▸ **Raw data**:
--------------------------------
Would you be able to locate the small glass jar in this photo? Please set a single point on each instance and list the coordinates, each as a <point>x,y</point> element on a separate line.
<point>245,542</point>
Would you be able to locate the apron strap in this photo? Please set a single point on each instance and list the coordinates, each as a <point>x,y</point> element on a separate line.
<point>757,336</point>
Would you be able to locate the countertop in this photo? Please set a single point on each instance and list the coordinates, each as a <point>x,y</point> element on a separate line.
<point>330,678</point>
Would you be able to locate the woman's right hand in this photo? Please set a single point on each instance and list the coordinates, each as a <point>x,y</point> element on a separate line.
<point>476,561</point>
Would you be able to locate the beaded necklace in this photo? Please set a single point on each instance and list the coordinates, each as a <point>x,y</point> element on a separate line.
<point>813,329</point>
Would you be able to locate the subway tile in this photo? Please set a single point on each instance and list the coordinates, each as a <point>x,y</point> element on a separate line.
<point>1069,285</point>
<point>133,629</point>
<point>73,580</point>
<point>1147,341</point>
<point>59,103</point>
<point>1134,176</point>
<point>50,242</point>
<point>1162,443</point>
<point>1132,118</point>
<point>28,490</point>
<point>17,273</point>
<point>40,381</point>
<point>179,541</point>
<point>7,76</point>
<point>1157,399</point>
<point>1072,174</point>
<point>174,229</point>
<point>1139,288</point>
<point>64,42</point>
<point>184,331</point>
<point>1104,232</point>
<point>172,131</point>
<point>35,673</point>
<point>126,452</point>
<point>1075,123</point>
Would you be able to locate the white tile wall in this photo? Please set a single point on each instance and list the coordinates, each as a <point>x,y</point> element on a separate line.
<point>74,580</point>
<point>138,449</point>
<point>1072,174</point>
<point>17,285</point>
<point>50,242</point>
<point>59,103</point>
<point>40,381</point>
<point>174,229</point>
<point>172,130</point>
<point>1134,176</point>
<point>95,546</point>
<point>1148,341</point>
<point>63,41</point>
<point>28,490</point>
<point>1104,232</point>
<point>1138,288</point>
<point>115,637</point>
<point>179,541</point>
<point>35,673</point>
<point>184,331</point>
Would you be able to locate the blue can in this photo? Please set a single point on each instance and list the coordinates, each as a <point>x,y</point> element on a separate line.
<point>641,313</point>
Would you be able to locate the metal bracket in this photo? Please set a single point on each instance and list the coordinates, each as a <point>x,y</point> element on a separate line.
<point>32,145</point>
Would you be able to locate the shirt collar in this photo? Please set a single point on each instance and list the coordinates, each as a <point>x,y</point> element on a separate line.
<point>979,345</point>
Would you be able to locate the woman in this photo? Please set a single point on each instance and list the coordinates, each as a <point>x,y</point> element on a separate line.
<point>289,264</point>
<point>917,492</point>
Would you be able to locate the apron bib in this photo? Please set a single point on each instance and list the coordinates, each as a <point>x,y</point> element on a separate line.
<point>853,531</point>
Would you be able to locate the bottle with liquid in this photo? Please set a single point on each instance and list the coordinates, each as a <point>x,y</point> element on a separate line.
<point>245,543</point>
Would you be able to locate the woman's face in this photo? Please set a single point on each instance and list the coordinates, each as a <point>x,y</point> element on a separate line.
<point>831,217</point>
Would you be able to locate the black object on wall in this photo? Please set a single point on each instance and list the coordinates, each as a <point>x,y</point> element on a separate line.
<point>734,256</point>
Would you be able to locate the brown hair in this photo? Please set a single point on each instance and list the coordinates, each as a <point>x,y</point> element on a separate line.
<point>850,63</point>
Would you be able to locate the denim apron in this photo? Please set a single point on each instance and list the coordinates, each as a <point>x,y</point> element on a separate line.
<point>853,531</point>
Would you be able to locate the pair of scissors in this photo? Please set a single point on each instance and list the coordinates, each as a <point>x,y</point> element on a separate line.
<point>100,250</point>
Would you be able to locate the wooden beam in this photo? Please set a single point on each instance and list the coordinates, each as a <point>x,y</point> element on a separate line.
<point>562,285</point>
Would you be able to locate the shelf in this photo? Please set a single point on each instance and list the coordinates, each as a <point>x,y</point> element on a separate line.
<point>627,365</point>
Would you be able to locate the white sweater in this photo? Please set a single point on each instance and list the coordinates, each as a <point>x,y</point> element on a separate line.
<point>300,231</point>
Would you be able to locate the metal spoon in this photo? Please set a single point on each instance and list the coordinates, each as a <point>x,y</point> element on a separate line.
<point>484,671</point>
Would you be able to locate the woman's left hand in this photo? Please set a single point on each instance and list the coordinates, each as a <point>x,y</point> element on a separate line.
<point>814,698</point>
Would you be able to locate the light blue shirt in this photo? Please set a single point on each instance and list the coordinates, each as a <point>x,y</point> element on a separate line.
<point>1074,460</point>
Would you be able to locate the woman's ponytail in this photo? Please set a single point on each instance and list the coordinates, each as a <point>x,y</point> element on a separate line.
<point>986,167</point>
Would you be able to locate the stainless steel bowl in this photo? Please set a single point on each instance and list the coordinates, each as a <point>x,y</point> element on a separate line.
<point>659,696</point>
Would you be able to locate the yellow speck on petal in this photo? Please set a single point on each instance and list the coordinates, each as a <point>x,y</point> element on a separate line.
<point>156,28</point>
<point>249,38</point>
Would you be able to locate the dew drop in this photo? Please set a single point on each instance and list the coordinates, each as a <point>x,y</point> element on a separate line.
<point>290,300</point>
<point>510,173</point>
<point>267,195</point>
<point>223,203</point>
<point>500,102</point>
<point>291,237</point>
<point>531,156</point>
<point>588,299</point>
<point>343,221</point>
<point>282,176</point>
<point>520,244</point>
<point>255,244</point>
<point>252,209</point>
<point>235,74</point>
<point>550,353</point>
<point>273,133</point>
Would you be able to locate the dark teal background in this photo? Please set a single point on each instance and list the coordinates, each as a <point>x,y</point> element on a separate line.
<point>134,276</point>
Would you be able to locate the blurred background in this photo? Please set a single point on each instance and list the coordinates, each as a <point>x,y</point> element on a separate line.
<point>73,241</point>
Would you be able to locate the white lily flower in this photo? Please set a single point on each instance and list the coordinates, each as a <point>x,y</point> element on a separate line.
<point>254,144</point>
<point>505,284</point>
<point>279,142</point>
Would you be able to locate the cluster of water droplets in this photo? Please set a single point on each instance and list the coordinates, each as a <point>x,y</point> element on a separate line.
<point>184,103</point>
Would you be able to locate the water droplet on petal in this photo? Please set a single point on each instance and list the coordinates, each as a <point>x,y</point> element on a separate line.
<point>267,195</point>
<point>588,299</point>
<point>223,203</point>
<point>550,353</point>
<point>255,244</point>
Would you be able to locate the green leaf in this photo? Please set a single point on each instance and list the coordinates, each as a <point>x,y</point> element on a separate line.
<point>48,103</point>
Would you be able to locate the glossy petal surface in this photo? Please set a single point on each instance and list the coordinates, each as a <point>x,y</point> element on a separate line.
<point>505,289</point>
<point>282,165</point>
--------------------------------
Copy all of the data above line for line, with no changes.

▸ **Task response**:
Would you be able to locate the small glass jar in this photo? Please set a single point on each instance and list the coordinates, each as a <point>x,y</point> element on a separate line.
<point>245,542</point>
Would you be able to locate the apron strap in this photo? Please set a single point on each instance and list the coordinates, each as a <point>x,y</point> element on a separate line.
<point>757,336</point>
Would you be able to locate the countertop in this photo? Please set a single point on each instance and list the coordinates, each as a <point>x,y</point> element on a separate line.
<point>330,678</point>
Would you be able to locate the woman's right hand in this photo? Please set a single point on each instance and list the coordinates, each as a <point>x,y</point> element on a separate line.
<point>476,561</point>
Would you be able to locate the beaded necklace in this photo? Please set a single point on each instance and list the coordinates, each as a <point>x,y</point> element on a separate line.
<point>813,329</point>
Would you be able to locate the subway tile in this photo? Please set a single point on each instance and list the coordinates, each as a <point>x,y</point> element on a separate line.
<point>1069,285</point>
<point>133,629</point>
<point>73,580</point>
<point>1147,341</point>
<point>59,103</point>
<point>1134,176</point>
<point>50,242</point>
<point>1162,443</point>
<point>1132,118</point>
<point>28,490</point>
<point>17,273</point>
<point>40,381</point>
<point>179,541</point>
<point>7,76</point>
<point>1157,399</point>
<point>1072,174</point>
<point>174,229</point>
<point>1139,288</point>
<point>64,42</point>
<point>184,331</point>
<point>1104,232</point>
<point>172,131</point>
<point>35,673</point>
<point>126,452</point>
<point>1075,123</point>
Would you be able to locate the white tile wall in this photo? Please set a single point on each instance and list the coordinates, each as a <point>x,y</point> element on a separate line.
<point>74,580</point>
<point>138,449</point>
<point>1072,174</point>
<point>17,285</point>
<point>50,242</point>
<point>59,103</point>
<point>40,381</point>
<point>174,229</point>
<point>172,130</point>
<point>1134,176</point>
<point>95,546</point>
<point>1148,341</point>
<point>63,41</point>
<point>28,490</point>
<point>1104,232</point>
<point>1138,288</point>
<point>115,637</point>
<point>179,541</point>
<point>35,673</point>
<point>184,331</point>
Would you be able to locate the blue can in this photo? Please set a single point on each instance and list the coordinates, each as a <point>x,y</point> element on a separate line.
<point>641,313</point>
Would you be able to locate the metal bracket in this photo? Please set a single point on each instance and list the coordinates, each as a <point>x,y</point> element on a separate line.
<point>32,145</point>
Would you be able to locate the shirt collar in this photo? Please set a single point on each instance and list the coordinates, each as a <point>x,y</point> element on a separate line.
<point>979,345</point>
Would you be able to locate the woman in this photo? Please set a single point on each instance and list the coordinates, each as a <point>x,y</point> element on a separate line.
<point>289,264</point>
<point>917,492</point>
Would you be able to locate the apron bib in this photo? Please set a single point on each instance and list the coordinates, each as a <point>x,y</point> element on a separate line.
<point>853,531</point>
Would you be able to locate the bottle with liquid in this photo? Please set a single point on each instance and list the coordinates, each as a <point>x,y</point> element on a separate line.
<point>245,543</point>
Would you be able to locate the woman's face in this photo? Please set a single point on each instance and list the coordinates, each as a <point>x,y</point> element on a separate line.
<point>831,217</point>
Would you be able to locate the black object on wall in this photo? Please set a single point on each instance and list the coordinates, each as a <point>x,y</point> element on a separate line.
<point>734,256</point>
Would you be able to locate the brown hair in this photo? Please set a single point on each instance and list the coordinates, each as a <point>x,y</point> element on a separate line.
<point>850,63</point>
Would you be able to locate the denim apron in this photo? Please set a single point on each instance and list the coordinates, each as a <point>x,y</point> element on a separate line.
<point>853,531</point>
Would you be able to locate the pair of scissors in this photo? Please set a single point on each instance and list the coordinates, each as a <point>x,y</point> element on a separate line.
<point>100,250</point>
Would you be able to locate the wooden beam in this photo? Please set a single point on each instance and list the coordinates, each as a <point>x,y</point> element on a separate line.
<point>562,285</point>
Would you be able to locate the shelf in this photo? Please set a single point on each instance and list the coordinates, each as a <point>x,y</point> element on a separate line.
<point>627,365</point>
Would you be able to locate the white sweater in this photo? Please set a single point on each instance and list the coordinates, each as a <point>x,y</point> element on a separate line.
<point>300,231</point>
Would you be able to locate the metal spoon in this photo? Please set a single point on each instance and list the coordinates, each as a <point>x,y</point> element on a separate line.
<point>484,671</point>
Would you be able to locate the woman's left hand in this photo? Please set a single point on each instance and list the coordinates, each as a <point>x,y</point> element on a separate line.
<point>814,698</point>
Would you be able to locate the light blue shirt in this photo? Please set a single point on each instance and list the coordinates, each as a <point>x,y</point> element on a separate line.
<point>1074,460</point>
Would you be able to locate the woman's ponytail in this photo? Please set a single point on each instance and list the coordinates, each as a <point>x,y</point> element on a separate line.
<point>986,167</point>
Would you be able to locate the stainless steel bowl in this photo? Please set a single point on each instance and list the coordinates, each as a <point>x,y</point> element on a separate line.
<point>659,696</point>
Would you be able to locate the yellow speck on petal in this photo? Please set a single point on each instance and list the coordinates, each as a <point>x,y</point> element on a separate line.
<point>156,28</point>
<point>249,38</point>
Would you be able to locate the dew drop in this photo? Please set a single point on each instance and list the coordinates, each as a <point>x,y</point> element on a separate line.
<point>290,300</point>
<point>510,173</point>
<point>267,195</point>
<point>223,203</point>
<point>500,102</point>
<point>291,237</point>
<point>531,156</point>
<point>588,299</point>
<point>343,221</point>
<point>282,176</point>
<point>520,244</point>
<point>255,244</point>
<point>252,209</point>
<point>235,74</point>
<point>550,353</point>
<point>273,133</point>
Would you be able to locate the dark teal background in this photo? Please set a single point on each instance and list the coordinates, each as a <point>x,y</point> element on a separate line.
<point>134,276</point>
Would you be able to locate the blurred background in this photo? Please set a single point on each instance and list the coordinates, each as a <point>x,y</point> element on a separate line.
<point>73,241</point>
Would you be able to locate the white lily flower in this photo? Please set a single point on each instance and list the coordinates, each as a <point>x,y</point> element on a separate line.
<point>254,144</point>
<point>505,284</point>
<point>279,142</point>
Would you be able to locate the cluster of water droplets in this photo? Please set a single point on each instance and list the coordinates, each as a <point>x,y</point> element on a separate line.
<point>184,103</point>
Would you be able to locate the water droplet on petal in this photo? Please set a single point on each instance and list the coordinates, each as a <point>x,y</point> element on a separate line.
<point>267,195</point>
<point>588,299</point>
<point>223,203</point>
<point>550,353</point>
<point>255,244</point>
Would you be able to locate the green leaf in this photo? Please set a single point on each instance and list the coordinates, each as a <point>x,y</point> element on a separate line.
<point>48,103</point>
Would you be able to locate the glossy petal surface in this photo? Please set a single point on each instance and list the coordinates, each as a <point>x,y</point> element on a separate line.
<point>505,289</point>
<point>282,165</point>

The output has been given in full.